#### Задание:
Продолжите заметку о Гейзенберге, Бродском и Муми-троллях, начав сразу после её последнего предложения.

#### Текст для чтения:

►

Последнюю неделю я читаю параллельно Гейзенберга и Бродского; это, как и всё остальное, ничего не значит, но многое меняет.
Играй, играй, Диззи Гиллеспи,
Джерри Маллиган и Ширинг, Ширинг,
в белых платьях, все вы там в белых платьях
и в белых рубахах
на сорок второй и семьдесят второй улице,
там, за темным океаном, среди деревьев,
над которыми с зажженными бортовыми огнями
летят самолеты,
за океаном.
Окружающая реальность не перестаёт радовать. Например, на гербе Борисовского танкоремонтного завода изображена птица Сирин. И удивляет даже не это, а то, что у Борисовского танкоремонтного завода в принципе есть герб.
Или, вот, прочитала я
пост про то, какого роста были Муми-тролли. И теперь хочется только приседать на корточки и целовать их в нос. Или завести кота и целовать в пяточки. Но все Муми-тролли в это время года спят, а единственный кот, которого хочется целовать в пяточки, уже существует, и он не мой.

◄

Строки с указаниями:

►

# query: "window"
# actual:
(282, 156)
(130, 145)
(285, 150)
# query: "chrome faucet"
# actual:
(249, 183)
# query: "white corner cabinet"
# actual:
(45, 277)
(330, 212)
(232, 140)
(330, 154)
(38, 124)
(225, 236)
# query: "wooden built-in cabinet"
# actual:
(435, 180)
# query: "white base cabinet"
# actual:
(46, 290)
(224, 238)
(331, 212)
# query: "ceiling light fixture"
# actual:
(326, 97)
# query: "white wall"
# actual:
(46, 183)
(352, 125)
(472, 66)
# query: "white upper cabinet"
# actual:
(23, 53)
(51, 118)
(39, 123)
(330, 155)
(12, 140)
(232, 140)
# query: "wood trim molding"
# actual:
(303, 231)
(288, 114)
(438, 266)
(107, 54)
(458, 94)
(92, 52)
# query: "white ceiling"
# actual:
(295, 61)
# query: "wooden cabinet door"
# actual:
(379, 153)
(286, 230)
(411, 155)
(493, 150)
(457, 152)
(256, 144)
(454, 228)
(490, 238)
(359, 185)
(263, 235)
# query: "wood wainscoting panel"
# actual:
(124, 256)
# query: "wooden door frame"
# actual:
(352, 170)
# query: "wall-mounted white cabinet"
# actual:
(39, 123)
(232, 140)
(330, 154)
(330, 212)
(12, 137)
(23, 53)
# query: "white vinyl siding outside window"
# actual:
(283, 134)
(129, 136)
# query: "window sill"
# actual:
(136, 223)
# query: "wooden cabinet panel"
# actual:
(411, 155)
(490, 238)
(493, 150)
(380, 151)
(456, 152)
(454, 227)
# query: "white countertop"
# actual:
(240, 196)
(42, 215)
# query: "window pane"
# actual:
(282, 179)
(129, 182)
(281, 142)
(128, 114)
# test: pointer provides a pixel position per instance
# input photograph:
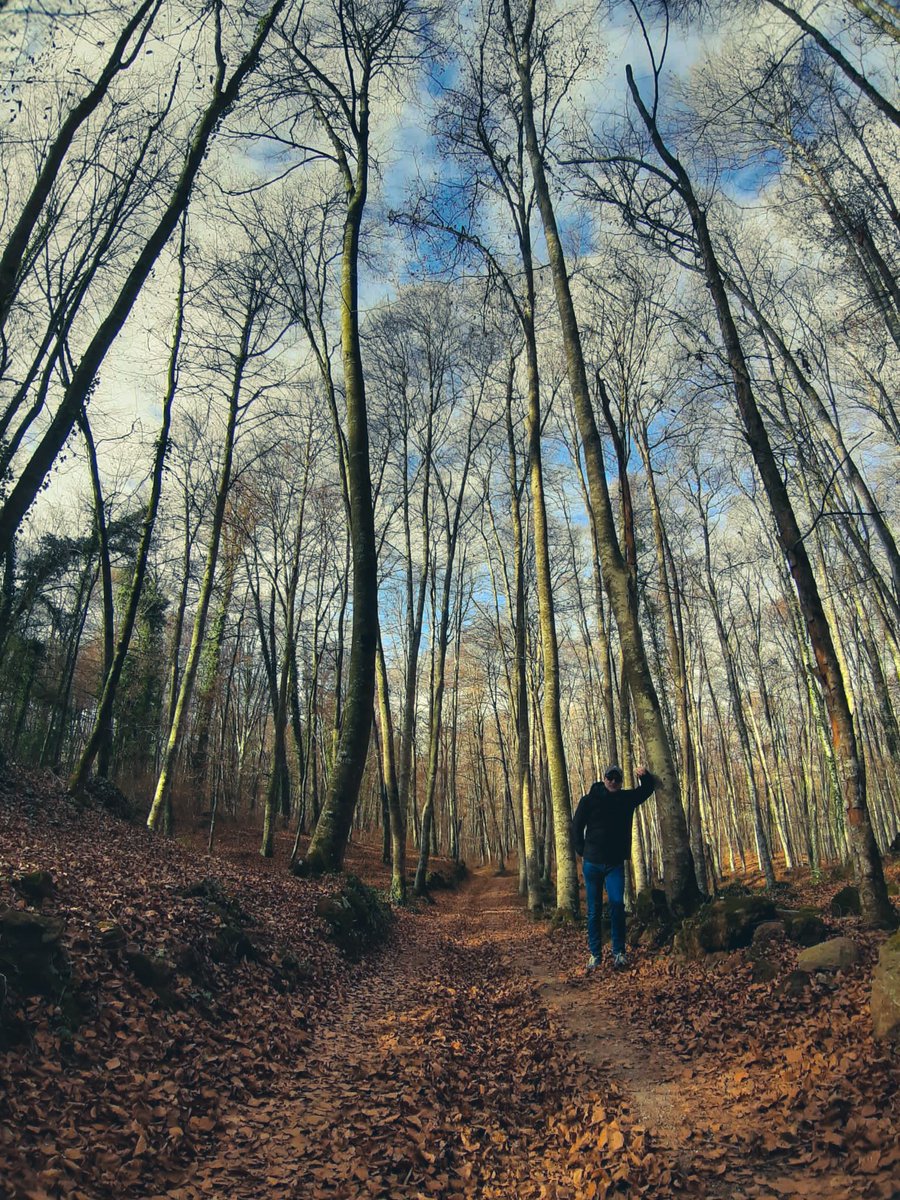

◄

#### Правильный ответ:
Или, скажем, вчера за полчаса умудрилась разбить голову, светильник и любимый стакан. Стакан был одной из нескольких единиц посуды в этом доме, к которым я испытывала хоть какие-то эмоции, и теперь гложет, глоооожет меня изнутри недобитый лингвист, требует компенсировать и завести дома срджеп и ибрик. Срджеп, вопреки ожиданиям, - не ругательство, а разновидность армянской джезвы (хотя внутреннему лингвисту этнокультурологические подробности до фонаря, ему просто нравится слово), а ибрик выглядит как плод запретной страсти составителя Тысячи и одной ночи и ожившего серебряного кофейника (то есть примерно
так). То есть на свете счастья нет, но есть покой, воля, горячий чай в холодную погоду, антикварный металл на блошиных рынках и режиссёрская версия The Wrath of Khan без русской звуковой дорожки.
Вообще, все метафоры окончательно стали только про воду. Перемещаюсь из океана спокойствия в буддийский аквариум; не трогать, не говорить.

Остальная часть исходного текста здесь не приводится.